Records from a data collection
################

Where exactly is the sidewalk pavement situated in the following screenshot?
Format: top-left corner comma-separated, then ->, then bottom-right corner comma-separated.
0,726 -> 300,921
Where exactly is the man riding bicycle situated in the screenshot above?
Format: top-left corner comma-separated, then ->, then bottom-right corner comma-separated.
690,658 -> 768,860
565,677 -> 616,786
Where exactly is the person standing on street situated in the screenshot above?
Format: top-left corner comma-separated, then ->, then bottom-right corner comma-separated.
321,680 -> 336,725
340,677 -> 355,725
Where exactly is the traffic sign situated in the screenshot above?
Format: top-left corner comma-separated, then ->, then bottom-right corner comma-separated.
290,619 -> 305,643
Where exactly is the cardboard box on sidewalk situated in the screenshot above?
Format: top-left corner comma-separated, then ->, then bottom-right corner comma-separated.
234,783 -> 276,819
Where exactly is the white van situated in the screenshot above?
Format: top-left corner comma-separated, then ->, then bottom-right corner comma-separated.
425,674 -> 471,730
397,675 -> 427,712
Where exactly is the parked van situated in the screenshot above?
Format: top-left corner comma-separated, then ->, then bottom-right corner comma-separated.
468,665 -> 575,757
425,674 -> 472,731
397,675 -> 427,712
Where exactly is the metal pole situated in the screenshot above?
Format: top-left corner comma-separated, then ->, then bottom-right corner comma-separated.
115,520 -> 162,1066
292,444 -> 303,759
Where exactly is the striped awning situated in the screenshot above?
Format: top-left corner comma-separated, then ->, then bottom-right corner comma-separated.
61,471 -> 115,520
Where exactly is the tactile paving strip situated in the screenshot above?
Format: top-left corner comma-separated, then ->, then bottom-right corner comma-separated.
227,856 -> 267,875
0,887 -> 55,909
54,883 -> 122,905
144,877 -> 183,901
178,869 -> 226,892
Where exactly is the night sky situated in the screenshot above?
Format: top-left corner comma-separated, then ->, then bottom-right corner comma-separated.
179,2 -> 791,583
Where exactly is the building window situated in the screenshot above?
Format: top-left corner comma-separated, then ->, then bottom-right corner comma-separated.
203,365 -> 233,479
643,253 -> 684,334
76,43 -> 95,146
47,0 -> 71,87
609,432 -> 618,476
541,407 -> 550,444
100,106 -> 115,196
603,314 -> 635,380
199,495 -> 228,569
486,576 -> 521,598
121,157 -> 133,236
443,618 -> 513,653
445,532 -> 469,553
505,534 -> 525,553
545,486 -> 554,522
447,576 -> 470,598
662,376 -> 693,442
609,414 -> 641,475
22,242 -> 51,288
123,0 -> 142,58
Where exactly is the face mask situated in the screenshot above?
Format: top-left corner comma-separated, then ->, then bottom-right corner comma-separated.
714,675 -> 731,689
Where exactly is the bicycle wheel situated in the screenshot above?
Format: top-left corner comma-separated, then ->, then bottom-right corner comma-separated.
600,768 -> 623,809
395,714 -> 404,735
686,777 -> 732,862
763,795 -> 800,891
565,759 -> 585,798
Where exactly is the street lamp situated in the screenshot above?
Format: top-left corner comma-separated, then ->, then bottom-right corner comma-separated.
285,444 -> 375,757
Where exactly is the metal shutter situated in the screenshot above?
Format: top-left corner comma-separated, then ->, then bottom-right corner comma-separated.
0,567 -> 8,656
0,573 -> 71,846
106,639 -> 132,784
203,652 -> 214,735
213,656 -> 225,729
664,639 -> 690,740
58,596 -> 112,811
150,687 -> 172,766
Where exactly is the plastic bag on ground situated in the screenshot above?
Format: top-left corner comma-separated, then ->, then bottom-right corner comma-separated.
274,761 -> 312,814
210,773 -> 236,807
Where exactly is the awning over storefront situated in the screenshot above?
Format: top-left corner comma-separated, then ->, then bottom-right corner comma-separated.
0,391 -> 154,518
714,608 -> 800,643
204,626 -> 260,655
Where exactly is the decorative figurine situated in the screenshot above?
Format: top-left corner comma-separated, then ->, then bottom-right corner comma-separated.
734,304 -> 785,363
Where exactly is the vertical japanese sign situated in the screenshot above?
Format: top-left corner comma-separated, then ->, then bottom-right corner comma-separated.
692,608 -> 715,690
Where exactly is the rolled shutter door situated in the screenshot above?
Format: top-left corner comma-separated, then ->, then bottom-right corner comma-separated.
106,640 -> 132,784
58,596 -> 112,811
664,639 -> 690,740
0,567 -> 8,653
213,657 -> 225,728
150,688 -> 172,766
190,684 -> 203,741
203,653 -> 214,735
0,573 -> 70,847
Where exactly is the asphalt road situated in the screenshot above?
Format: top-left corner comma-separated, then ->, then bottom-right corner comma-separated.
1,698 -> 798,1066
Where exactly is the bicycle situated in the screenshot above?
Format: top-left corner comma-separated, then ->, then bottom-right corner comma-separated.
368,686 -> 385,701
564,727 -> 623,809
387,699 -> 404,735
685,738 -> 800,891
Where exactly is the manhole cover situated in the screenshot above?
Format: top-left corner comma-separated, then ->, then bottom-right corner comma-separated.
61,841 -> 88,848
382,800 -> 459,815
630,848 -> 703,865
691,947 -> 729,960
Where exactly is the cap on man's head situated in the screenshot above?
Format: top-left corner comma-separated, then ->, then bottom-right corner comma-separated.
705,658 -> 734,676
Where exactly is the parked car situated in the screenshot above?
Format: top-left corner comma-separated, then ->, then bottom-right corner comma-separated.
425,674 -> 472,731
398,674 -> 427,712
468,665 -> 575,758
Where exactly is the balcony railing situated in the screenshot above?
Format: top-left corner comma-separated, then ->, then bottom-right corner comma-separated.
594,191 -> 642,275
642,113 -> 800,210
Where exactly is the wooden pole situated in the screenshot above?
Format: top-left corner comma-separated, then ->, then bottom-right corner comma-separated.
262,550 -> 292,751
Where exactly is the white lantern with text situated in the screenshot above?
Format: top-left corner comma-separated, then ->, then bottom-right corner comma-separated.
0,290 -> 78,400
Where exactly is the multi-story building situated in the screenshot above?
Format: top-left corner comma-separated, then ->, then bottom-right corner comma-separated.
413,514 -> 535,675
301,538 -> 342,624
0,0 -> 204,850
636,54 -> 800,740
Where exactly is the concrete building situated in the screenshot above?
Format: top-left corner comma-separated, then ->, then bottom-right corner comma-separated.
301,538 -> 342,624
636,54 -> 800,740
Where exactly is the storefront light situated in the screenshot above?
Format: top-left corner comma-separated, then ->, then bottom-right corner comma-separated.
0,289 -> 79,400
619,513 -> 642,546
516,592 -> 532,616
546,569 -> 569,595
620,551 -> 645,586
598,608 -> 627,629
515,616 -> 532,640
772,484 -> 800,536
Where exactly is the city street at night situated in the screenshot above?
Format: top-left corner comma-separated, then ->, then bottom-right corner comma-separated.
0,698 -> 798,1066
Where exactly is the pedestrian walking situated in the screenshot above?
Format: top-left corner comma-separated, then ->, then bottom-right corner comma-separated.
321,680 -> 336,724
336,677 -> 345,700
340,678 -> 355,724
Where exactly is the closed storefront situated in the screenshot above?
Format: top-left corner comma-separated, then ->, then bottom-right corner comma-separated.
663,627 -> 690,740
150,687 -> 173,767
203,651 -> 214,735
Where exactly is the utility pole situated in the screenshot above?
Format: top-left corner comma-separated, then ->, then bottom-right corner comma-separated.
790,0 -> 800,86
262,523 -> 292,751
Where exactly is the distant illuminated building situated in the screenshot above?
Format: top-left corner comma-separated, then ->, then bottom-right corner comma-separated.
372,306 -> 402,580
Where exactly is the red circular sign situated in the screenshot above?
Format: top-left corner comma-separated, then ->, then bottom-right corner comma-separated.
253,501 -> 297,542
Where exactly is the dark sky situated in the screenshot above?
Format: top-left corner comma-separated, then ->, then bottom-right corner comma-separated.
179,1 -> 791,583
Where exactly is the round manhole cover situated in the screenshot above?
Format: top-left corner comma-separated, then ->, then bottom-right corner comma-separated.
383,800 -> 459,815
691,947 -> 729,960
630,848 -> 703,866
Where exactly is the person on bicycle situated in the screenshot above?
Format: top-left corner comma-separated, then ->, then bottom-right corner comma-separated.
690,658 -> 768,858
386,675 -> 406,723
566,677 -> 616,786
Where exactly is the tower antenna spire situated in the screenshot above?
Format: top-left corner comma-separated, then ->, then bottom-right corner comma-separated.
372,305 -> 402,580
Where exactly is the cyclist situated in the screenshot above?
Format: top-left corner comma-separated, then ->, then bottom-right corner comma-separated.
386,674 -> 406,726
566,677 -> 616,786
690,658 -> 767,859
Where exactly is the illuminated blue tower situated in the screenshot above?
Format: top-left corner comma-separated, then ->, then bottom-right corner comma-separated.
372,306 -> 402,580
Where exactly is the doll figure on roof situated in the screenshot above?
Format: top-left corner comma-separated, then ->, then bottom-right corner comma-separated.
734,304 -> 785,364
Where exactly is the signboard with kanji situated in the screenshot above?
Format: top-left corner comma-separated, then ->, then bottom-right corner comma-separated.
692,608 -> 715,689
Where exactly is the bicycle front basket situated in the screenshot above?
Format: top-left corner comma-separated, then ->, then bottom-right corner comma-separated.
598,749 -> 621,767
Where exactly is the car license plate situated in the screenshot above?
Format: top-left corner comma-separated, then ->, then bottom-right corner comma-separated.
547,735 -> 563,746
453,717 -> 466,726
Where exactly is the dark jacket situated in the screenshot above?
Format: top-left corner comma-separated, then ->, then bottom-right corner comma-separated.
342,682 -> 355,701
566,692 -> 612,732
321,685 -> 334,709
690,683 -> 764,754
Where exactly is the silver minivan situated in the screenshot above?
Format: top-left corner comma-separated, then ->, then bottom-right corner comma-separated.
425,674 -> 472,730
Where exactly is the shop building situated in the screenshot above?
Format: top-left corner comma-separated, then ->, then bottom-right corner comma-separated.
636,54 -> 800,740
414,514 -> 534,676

################

> [What this task involves]: What is needed is a word-for-word restatement of every line from the one with "Where exactly is the shop" to the end of the entries above.

> [Expected answer]:
Where exactly is the shop building situated in the screenshot above?
Format: top-left corner comma-separated, then ->, then bottom-right corner comma-separated.
636,54 -> 800,740
414,514 -> 534,676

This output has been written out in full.